(AIM)
Rewrite the records below from the line with "Regarding the jar with dark" to the line with "[64,64,818,270]", changing "crown molding" to "cornice" and leaving everything else as it is.

───

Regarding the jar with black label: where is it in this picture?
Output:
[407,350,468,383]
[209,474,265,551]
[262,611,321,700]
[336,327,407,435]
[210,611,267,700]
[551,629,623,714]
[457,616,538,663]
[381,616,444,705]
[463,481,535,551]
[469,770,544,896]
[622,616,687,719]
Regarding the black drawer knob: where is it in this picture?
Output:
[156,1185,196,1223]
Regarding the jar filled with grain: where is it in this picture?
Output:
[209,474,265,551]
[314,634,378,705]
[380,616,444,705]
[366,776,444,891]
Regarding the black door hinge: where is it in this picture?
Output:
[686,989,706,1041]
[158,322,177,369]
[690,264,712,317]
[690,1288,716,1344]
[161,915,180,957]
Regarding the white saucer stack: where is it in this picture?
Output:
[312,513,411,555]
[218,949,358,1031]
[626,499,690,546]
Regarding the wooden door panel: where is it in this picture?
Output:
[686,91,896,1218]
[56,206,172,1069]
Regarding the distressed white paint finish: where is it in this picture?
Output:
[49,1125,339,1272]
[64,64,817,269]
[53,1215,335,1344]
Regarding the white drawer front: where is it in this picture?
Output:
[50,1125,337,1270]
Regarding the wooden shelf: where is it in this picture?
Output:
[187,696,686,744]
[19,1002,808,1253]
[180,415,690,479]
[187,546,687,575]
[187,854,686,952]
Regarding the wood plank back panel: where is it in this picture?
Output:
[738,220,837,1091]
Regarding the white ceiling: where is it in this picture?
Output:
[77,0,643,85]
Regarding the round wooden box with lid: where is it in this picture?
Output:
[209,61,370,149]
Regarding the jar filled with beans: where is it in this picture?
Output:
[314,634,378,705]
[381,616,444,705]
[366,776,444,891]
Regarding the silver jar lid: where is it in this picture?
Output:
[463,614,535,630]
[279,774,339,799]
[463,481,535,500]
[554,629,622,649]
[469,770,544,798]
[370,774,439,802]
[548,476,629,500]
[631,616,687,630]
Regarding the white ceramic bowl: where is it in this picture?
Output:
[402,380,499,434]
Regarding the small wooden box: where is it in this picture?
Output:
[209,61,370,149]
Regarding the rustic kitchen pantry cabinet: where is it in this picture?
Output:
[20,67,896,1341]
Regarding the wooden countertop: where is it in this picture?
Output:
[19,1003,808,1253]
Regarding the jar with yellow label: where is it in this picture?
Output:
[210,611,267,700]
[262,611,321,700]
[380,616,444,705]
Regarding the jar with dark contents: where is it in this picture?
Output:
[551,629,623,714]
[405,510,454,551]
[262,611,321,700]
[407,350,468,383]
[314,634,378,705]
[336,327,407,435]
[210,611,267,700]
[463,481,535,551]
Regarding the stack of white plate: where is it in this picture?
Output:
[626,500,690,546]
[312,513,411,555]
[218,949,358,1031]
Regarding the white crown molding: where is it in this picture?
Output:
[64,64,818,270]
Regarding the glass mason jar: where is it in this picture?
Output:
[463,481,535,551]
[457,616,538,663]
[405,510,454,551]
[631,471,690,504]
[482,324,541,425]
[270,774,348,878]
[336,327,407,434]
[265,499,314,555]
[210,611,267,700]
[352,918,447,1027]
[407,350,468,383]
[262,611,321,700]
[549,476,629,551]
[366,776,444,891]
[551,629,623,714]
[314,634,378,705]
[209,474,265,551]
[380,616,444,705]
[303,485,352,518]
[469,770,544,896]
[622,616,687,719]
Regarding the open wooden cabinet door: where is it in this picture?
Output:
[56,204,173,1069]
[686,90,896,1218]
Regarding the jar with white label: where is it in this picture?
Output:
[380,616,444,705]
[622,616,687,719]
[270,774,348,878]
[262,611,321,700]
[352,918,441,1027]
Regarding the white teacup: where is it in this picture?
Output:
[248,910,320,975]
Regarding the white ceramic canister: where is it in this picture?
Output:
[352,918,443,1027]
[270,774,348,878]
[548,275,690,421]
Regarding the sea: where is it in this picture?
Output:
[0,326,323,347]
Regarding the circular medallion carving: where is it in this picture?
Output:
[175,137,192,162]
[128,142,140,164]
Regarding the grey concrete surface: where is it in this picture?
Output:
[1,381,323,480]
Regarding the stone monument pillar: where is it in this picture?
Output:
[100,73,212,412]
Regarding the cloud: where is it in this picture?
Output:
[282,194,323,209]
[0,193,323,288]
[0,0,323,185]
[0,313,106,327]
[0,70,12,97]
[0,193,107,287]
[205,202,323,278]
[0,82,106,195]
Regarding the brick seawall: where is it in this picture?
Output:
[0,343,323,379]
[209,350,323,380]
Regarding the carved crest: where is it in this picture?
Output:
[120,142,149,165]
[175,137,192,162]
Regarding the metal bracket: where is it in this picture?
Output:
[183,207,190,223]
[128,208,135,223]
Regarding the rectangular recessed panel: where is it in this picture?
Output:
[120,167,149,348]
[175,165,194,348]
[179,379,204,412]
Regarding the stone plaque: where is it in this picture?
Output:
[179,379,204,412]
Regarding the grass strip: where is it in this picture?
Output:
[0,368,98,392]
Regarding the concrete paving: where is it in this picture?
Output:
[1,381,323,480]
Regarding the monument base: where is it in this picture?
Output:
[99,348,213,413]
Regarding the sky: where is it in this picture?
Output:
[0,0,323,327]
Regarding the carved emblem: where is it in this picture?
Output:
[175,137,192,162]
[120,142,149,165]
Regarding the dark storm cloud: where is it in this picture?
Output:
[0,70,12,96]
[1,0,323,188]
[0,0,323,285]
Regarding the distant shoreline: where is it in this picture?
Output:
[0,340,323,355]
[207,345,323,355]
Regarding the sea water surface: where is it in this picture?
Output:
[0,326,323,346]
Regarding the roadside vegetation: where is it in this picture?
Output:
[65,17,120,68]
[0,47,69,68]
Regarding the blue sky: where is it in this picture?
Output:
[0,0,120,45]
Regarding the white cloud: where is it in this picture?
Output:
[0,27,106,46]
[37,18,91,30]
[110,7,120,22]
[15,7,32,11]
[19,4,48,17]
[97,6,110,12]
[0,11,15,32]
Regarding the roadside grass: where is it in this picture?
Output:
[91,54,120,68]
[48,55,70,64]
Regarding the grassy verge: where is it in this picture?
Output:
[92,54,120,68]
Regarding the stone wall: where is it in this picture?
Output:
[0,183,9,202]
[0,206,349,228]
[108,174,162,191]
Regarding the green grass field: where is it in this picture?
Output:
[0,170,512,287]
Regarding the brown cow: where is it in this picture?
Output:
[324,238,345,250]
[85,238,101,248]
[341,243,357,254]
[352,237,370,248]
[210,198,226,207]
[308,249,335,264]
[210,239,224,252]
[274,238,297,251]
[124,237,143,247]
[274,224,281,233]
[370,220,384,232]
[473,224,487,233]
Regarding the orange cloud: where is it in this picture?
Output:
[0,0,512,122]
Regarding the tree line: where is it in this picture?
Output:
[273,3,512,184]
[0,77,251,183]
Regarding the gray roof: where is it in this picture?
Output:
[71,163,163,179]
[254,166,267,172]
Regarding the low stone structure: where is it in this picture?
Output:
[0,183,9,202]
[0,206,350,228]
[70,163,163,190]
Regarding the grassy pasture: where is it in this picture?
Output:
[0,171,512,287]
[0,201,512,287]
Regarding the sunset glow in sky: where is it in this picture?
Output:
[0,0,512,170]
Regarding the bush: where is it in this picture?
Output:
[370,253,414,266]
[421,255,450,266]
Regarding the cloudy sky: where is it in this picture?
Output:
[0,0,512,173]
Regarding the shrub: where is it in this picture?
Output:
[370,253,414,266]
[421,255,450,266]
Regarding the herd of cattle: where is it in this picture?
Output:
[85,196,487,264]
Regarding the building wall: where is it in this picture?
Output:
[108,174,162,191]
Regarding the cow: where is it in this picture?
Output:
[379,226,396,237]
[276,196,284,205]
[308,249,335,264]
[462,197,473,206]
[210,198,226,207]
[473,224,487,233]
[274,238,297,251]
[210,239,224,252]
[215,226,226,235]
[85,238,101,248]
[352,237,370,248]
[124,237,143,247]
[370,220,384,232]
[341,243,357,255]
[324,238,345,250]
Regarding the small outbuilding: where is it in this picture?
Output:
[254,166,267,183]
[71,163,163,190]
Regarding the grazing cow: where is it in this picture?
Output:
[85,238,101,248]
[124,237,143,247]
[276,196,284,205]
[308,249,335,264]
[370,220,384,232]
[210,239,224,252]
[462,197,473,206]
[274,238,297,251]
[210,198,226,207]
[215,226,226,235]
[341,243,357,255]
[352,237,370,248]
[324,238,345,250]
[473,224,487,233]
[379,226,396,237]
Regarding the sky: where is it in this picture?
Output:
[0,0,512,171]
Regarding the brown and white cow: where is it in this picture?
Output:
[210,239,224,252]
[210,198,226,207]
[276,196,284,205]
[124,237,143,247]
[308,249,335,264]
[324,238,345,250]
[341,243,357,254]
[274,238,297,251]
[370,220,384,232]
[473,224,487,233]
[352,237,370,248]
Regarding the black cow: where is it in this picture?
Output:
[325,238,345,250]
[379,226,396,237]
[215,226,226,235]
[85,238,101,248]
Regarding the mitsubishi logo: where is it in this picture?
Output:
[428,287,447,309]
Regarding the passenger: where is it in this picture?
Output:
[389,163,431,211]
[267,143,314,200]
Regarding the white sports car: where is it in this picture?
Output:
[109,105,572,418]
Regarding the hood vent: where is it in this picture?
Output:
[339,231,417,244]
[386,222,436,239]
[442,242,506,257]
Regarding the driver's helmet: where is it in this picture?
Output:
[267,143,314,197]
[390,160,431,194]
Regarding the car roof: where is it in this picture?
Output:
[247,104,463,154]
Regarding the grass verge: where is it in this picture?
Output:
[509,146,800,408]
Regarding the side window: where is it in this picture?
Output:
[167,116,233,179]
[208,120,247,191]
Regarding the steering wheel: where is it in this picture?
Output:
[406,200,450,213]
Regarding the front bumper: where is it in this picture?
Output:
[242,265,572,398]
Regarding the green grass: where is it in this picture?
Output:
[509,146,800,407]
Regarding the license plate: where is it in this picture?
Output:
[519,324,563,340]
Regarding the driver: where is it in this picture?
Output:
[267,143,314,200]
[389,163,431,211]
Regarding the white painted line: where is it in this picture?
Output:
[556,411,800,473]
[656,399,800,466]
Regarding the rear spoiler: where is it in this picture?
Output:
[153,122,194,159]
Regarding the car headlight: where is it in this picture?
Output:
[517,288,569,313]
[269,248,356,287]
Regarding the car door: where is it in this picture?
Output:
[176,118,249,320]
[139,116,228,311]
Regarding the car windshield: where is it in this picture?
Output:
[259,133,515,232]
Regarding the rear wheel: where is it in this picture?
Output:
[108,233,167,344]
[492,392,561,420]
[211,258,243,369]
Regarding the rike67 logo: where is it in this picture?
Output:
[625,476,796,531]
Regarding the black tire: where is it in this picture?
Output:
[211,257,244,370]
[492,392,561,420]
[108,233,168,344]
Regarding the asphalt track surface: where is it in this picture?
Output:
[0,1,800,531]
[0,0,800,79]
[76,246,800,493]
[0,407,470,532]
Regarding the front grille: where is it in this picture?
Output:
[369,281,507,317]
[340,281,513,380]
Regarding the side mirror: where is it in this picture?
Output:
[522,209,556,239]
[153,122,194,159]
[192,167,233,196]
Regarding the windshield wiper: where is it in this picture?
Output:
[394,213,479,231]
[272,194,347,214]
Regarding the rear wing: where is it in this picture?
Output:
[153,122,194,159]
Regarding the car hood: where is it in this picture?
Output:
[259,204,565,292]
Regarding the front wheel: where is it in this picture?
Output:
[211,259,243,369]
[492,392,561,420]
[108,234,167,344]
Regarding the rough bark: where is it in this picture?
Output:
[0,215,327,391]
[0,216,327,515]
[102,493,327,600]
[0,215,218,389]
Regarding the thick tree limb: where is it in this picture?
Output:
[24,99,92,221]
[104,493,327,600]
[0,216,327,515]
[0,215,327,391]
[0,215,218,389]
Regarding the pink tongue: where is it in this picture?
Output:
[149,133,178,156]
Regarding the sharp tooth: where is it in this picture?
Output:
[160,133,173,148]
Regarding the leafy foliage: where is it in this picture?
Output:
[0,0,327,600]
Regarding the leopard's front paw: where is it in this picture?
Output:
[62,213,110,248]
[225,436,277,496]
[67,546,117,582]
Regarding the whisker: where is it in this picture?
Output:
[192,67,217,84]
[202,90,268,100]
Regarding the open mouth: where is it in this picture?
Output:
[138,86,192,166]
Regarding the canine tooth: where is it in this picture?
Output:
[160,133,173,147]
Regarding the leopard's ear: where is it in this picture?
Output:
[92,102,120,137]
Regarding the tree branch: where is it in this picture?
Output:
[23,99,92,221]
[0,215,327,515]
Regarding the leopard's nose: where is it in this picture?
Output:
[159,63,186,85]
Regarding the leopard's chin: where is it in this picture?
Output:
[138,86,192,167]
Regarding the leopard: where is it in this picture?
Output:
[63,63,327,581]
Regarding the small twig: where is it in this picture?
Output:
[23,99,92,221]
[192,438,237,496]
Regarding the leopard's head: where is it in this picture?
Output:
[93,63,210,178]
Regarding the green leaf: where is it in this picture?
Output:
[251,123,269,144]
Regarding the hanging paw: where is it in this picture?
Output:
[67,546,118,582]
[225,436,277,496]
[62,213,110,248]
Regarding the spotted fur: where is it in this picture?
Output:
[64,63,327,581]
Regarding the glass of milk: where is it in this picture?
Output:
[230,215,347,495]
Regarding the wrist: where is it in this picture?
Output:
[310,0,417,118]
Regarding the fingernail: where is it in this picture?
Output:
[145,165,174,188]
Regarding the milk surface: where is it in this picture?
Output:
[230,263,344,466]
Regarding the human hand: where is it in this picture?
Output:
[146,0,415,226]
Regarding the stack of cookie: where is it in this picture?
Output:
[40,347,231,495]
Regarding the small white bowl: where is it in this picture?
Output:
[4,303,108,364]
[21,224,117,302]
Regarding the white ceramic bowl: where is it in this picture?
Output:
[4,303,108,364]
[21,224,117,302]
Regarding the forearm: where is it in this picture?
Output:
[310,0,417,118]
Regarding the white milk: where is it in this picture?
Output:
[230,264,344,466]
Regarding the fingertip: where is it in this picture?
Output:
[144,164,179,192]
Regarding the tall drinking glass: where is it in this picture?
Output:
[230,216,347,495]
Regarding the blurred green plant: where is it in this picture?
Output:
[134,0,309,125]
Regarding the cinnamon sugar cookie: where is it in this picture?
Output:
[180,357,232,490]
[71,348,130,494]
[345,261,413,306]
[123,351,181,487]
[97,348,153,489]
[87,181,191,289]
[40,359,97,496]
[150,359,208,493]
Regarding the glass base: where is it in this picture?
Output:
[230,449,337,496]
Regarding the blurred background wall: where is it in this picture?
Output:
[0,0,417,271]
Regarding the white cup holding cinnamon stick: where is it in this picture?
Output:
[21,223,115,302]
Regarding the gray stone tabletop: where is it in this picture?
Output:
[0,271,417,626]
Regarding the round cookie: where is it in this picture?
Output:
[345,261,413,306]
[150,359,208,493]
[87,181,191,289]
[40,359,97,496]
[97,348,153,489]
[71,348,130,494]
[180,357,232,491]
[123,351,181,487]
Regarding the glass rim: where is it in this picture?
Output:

───

(TASK SOLUTION)
Regarding the jar with dark contents: where is it in this picture?
Output:
[551,629,623,714]
[405,510,454,551]
[262,611,321,700]
[407,350,468,383]
[314,634,378,705]
[336,327,407,435]
[210,611,267,700]
[463,481,535,551]
Regarding the stack of white plate: where is it in this picture?
Output:
[626,500,690,546]
[312,513,411,555]
[218,949,358,1031]
Regarding the white cornice: where is it in this picture?
Output:
[64,64,818,270]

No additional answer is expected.